Задание ::
Ответьте на вопросы по тексту о битве комбайнов, приведённому ниже:
1. Какой комбайн готовит к утешительному раунду ремонтная бригада Дэвиса?
2. Каких напитков не пьёт Кнодел?
3. Кто водитель «Славных парней»?

Фрагмент текста ::
━━━━━━━━━━━━━━━━

Фантастичнее вымысла - Чак Паланик 7 стр.


Для новичков Дэвиса и Кнодела сражение было чем-то вроде катания на ярмарочной карусели.

— Классно! В моей жизни такого еще пи разу не было! — восклицает Дэвис, держа в руках банку пива, пока его ремонтная бригада готовит «Микки-Маус» к утешительному раунду. — Я обязательно должен снова выйти на поле. Я им еще покажу, на что способен, — пусть даже только потехи ради.

Кноделу и его «Челюстям» победа далась нелегко.

— Все оказалось не так просто, как я ожидал, — признается он. — Вот уж не думал, что придется так сосредоточиться, крутя баранку. Пока сидел в кабине, аж весь взмок от пота.

Кнодел, один из немногих водителей, кто не пьет ни пива, ни водки, рассказывает, что испытываешь, сидя там, наверху, в кабине комбайна, когда вокруг только пыль да одобрительные выкрики зрителей.

— Собственно говоря, там ни черта не видишь. Как орет толпа, я тоже не слышал. Ничего, кроме рева собственного мотора. От него у меня стоял такой звон в ушах, что я даже не понял, когда он заглох. Адреналина в крови было столько, что я все еще высматривал, не идет ли кто на меня тараном. Я только тогда врубился, что мой двигатель вновь заработал, когда оглянулся и увидел, что лопасти опять крутятся. И тогда я рванул напролом.

В третьем раунде комбайны начинают сражение, встав друг к другу задом и глядя в разные стороны наподобие спиц гигантского колеса. Это вторая команда опытных водителей. «Громовержец» вспарывает задние шины «Славным парням». «Поросячий экспресс» срезает задницу «Боевой машины». «Славные парни» крушат «Американский дух», разносят вдребезги заднюю ось. «Поросячий экспресс» теряет заднюю ось и приводной механизм. «Американский дух» зарывается носом в землю и роняет флаг, превращаясь в мертвую груду железа. «Поросячий экспресс» таранит своей жаткой корму «Громовержца». «Боевая машина» замерла на месте — кожух ее мотора взрезан и дымится, ко спустя пару секунд Чет Бауэрмейстер вновь возвращает его к жизни. «Поросячий экспресс» зажат между «Славными парнями» и «Боевой машиной». «Славные парни» теряют обе задние шины, однако не желают сдаваться и ползут дальше на голых ободах. «Боевая машина» в очередной раз испускает дух. «Славные парни» сзади таранят «Поросячий экспресс», сминая в лепешку его розовую задницу. «Славные парни» вступают в бой, тараня «Боевую машину». «Поросячий экспресс» испускает дух. «Громовержец» повержен. «Славные парни» кругами толкают перед собой «Боевую машину» до тех пор, пока Бауэрмайстер не роняет флажок. Победителем из схватки титанов выходит Кайл Кордилл, водитель «Славных парней».

━━━━━━━━━━━━━━━━

Извлечённый материал ::
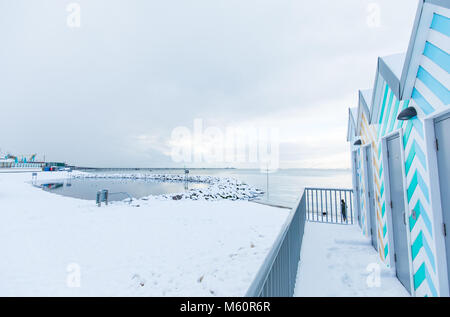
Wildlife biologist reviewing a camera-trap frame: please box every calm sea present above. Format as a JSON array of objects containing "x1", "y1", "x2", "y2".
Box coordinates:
[{"x1": 79, "y1": 169, "x2": 351, "y2": 206}]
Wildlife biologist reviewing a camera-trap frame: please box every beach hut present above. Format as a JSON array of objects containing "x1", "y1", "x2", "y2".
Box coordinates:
[{"x1": 347, "y1": 0, "x2": 450, "y2": 296}]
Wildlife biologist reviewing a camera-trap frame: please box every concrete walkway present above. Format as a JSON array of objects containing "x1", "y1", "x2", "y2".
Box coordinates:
[{"x1": 294, "y1": 222, "x2": 409, "y2": 297}]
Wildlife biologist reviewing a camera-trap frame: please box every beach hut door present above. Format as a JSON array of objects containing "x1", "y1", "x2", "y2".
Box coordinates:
[
  {"x1": 364, "y1": 147, "x2": 377, "y2": 250},
  {"x1": 387, "y1": 135, "x2": 411, "y2": 292},
  {"x1": 434, "y1": 115, "x2": 450, "y2": 288}
]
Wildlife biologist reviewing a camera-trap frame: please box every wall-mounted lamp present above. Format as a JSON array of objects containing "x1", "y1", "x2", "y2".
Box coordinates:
[{"x1": 397, "y1": 107, "x2": 417, "y2": 120}]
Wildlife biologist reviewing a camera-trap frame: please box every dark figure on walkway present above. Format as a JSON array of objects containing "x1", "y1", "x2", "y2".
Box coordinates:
[{"x1": 341, "y1": 199, "x2": 347, "y2": 222}]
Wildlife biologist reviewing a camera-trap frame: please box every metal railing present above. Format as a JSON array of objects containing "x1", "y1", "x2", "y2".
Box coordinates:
[
  {"x1": 305, "y1": 188, "x2": 354, "y2": 224},
  {"x1": 245, "y1": 188, "x2": 306, "y2": 297}
]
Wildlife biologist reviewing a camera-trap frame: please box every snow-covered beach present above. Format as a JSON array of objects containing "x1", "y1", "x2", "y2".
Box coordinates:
[{"x1": 0, "y1": 172, "x2": 289, "y2": 296}]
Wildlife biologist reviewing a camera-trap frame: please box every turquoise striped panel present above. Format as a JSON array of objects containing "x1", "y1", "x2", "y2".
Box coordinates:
[
  {"x1": 411, "y1": 231, "x2": 436, "y2": 271},
  {"x1": 405, "y1": 140, "x2": 427, "y2": 175},
  {"x1": 423, "y1": 42, "x2": 450, "y2": 73},
  {"x1": 381, "y1": 90, "x2": 394, "y2": 136},
  {"x1": 414, "y1": 263, "x2": 437, "y2": 297},
  {"x1": 409, "y1": 199, "x2": 433, "y2": 236},
  {"x1": 378, "y1": 85, "x2": 389, "y2": 123},
  {"x1": 412, "y1": 88, "x2": 434, "y2": 114},
  {"x1": 417, "y1": 66, "x2": 450, "y2": 105},
  {"x1": 388, "y1": 100, "x2": 400, "y2": 132}
]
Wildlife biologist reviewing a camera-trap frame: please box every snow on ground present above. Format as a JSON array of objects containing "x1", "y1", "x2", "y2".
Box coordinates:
[
  {"x1": 294, "y1": 222, "x2": 409, "y2": 297},
  {"x1": 0, "y1": 172, "x2": 289, "y2": 296}
]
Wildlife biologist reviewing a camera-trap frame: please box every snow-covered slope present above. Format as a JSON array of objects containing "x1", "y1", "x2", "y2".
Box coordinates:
[{"x1": 0, "y1": 173, "x2": 289, "y2": 296}]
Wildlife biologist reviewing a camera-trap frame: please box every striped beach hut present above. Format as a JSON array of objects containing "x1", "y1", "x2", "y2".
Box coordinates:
[{"x1": 347, "y1": 0, "x2": 450, "y2": 296}]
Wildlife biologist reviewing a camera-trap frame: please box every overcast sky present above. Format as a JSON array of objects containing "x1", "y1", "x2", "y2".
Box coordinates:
[{"x1": 0, "y1": 0, "x2": 417, "y2": 168}]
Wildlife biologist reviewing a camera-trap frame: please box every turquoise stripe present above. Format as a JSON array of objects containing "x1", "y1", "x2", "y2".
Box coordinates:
[
  {"x1": 414, "y1": 263, "x2": 437, "y2": 297},
  {"x1": 411, "y1": 231, "x2": 423, "y2": 261},
  {"x1": 410, "y1": 118, "x2": 423, "y2": 139},
  {"x1": 411, "y1": 231, "x2": 436, "y2": 272},
  {"x1": 378, "y1": 84, "x2": 389, "y2": 124},
  {"x1": 430, "y1": 13, "x2": 450, "y2": 36},
  {"x1": 388, "y1": 100, "x2": 400, "y2": 132},
  {"x1": 414, "y1": 140, "x2": 427, "y2": 171},
  {"x1": 417, "y1": 66, "x2": 450, "y2": 105},
  {"x1": 420, "y1": 232, "x2": 436, "y2": 273},
  {"x1": 409, "y1": 199, "x2": 433, "y2": 236},
  {"x1": 423, "y1": 42, "x2": 450, "y2": 73},
  {"x1": 403, "y1": 120, "x2": 413, "y2": 147},
  {"x1": 414, "y1": 263, "x2": 426, "y2": 289},
  {"x1": 381, "y1": 90, "x2": 394, "y2": 136},
  {"x1": 405, "y1": 141, "x2": 416, "y2": 175},
  {"x1": 412, "y1": 88, "x2": 434, "y2": 114},
  {"x1": 407, "y1": 170, "x2": 430, "y2": 202}
]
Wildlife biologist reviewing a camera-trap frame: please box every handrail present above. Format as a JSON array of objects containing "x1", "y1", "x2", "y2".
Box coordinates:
[
  {"x1": 304, "y1": 187, "x2": 358, "y2": 224},
  {"x1": 245, "y1": 188, "x2": 306, "y2": 297}
]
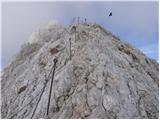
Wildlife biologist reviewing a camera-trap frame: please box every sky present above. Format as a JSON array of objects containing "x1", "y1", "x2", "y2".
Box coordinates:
[{"x1": 1, "y1": 1, "x2": 159, "y2": 69}]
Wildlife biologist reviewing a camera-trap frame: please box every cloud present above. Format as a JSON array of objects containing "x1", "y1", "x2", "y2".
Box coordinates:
[{"x1": 2, "y1": 1, "x2": 159, "y2": 66}]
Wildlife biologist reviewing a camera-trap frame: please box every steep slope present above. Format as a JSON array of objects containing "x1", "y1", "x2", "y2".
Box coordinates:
[{"x1": 1, "y1": 23, "x2": 159, "y2": 118}]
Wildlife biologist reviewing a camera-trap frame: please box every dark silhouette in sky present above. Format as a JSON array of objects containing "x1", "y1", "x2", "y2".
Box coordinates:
[{"x1": 109, "y1": 12, "x2": 112, "y2": 16}]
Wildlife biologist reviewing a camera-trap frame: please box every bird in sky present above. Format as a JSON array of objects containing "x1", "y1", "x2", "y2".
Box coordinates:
[{"x1": 109, "y1": 12, "x2": 112, "y2": 16}]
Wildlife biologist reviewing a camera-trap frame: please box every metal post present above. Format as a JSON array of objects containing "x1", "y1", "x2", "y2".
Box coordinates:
[{"x1": 47, "y1": 58, "x2": 58, "y2": 115}]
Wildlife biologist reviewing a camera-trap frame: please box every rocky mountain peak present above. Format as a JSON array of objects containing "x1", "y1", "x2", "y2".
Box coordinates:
[{"x1": 1, "y1": 23, "x2": 159, "y2": 119}]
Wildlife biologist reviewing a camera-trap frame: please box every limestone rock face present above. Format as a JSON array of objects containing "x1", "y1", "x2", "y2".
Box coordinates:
[{"x1": 1, "y1": 23, "x2": 159, "y2": 119}]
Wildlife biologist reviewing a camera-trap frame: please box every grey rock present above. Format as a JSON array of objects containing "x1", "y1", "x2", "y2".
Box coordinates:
[{"x1": 1, "y1": 23, "x2": 159, "y2": 119}]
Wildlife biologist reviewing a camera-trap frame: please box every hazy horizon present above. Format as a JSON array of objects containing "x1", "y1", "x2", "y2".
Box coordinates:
[{"x1": 1, "y1": 1, "x2": 159, "y2": 69}]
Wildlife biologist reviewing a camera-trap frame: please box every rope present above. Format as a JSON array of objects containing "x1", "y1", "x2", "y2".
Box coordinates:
[
  {"x1": 31, "y1": 60, "x2": 54, "y2": 119},
  {"x1": 47, "y1": 58, "x2": 57, "y2": 116}
]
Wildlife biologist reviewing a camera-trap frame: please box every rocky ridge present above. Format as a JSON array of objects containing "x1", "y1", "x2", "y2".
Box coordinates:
[{"x1": 1, "y1": 23, "x2": 159, "y2": 119}]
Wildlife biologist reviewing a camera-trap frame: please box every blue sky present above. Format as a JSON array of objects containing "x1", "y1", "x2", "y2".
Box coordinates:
[{"x1": 1, "y1": 1, "x2": 159, "y2": 68}]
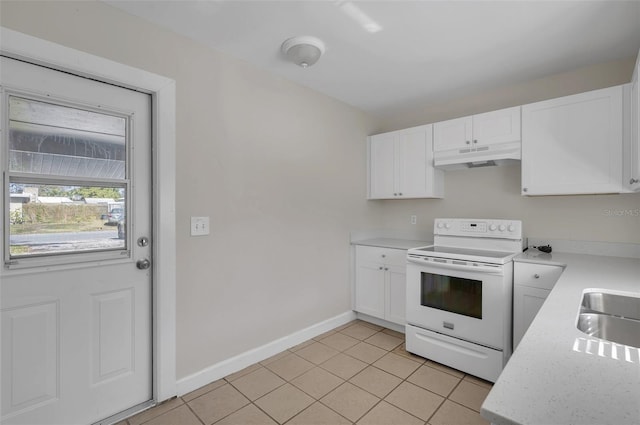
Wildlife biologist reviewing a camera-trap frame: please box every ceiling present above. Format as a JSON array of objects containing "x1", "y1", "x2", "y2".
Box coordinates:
[{"x1": 103, "y1": 0, "x2": 640, "y2": 116}]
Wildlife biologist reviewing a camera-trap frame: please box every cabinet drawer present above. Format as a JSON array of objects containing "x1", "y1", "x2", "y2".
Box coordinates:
[
  {"x1": 356, "y1": 245, "x2": 407, "y2": 266},
  {"x1": 513, "y1": 262, "x2": 564, "y2": 289}
]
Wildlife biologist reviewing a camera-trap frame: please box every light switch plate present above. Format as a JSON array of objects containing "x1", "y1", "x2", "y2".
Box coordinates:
[{"x1": 191, "y1": 217, "x2": 209, "y2": 236}]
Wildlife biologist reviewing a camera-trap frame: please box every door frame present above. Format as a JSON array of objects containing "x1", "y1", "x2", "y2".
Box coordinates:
[{"x1": 0, "y1": 27, "x2": 177, "y2": 403}]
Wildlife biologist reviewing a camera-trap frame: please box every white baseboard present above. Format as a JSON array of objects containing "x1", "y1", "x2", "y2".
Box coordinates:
[
  {"x1": 356, "y1": 312, "x2": 405, "y2": 333},
  {"x1": 176, "y1": 311, "x2": 356, "y2": 396}
]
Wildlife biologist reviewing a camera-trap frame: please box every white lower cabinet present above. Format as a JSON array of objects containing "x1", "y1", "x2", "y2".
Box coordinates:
[
  {"x1": 513, "y1": 261, "x2": 564, "y2": 350},
  {"x1": 354, "y1": 245, "x2": 407, "y2": 325}
]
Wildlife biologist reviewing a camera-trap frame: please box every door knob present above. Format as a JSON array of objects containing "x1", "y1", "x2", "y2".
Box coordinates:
[{"x1": 136, "y1": 258, "x2": 151, "y2": 270}]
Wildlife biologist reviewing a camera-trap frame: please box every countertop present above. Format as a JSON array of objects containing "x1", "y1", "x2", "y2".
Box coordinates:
[
  {"x1": 351, "y1": 238, "x2": 433, "y2": 249},
  {"x1": 481, "y1": 251, "x2": 640, "y2": 425}
]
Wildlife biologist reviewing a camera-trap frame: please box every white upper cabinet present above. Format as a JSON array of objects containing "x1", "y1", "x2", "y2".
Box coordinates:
[
  {"x1": 368, "y1": 125, "x2": 444, "y2": 199},
  {"x1": 433, "y1": 106, "x2": 520, "y2": 152},
  {"x1": 624, "y1": 48, "x2": 640, "y2": 192},
  {"x1": 522, "y1": 86, "x2": 624, "y2": 195}
]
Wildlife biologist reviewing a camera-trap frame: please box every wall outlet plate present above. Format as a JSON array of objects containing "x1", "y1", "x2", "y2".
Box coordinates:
[{"x1": 191, "y1": 217, "x2": 209, "y2": 236}]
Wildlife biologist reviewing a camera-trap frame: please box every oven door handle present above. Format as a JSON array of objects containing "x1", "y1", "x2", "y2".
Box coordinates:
[{"x1": 407, "y1": 255, "x2": 502, "y2": 275}]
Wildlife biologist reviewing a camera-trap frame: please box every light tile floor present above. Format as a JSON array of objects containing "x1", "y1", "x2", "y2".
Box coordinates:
[{"x1": 119, "y1": 320, "x2": 491, "y2": 425}]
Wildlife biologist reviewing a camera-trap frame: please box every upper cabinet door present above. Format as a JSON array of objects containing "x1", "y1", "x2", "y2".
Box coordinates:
[
  {"x1": 626, "y1": 48, "x2": 640, "y2": 191},
  {"x1": 368, "y1": 125, "x2": 444, "y2": 199},
  {"x1": 472, "y1": 106, "x2": 521, "y2": 145},
  {"x1": 369, "y1": 132, "x2": 398, "y2": 199},
  {"x1": 397, "y1": 126, "x2": 433, "y2": 198},
  {"x1": 522, "y1": 86, "x2": 623, "y2": 195},
  {"x1": 433, "y1": 117, "x2": 473, "y2": 151}
]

━━━━━━━━━━━━━━━━

Ответ ::
1. «Микки-Маус».
2. Ни пива, ни водки.
3. Кайл Кордилл.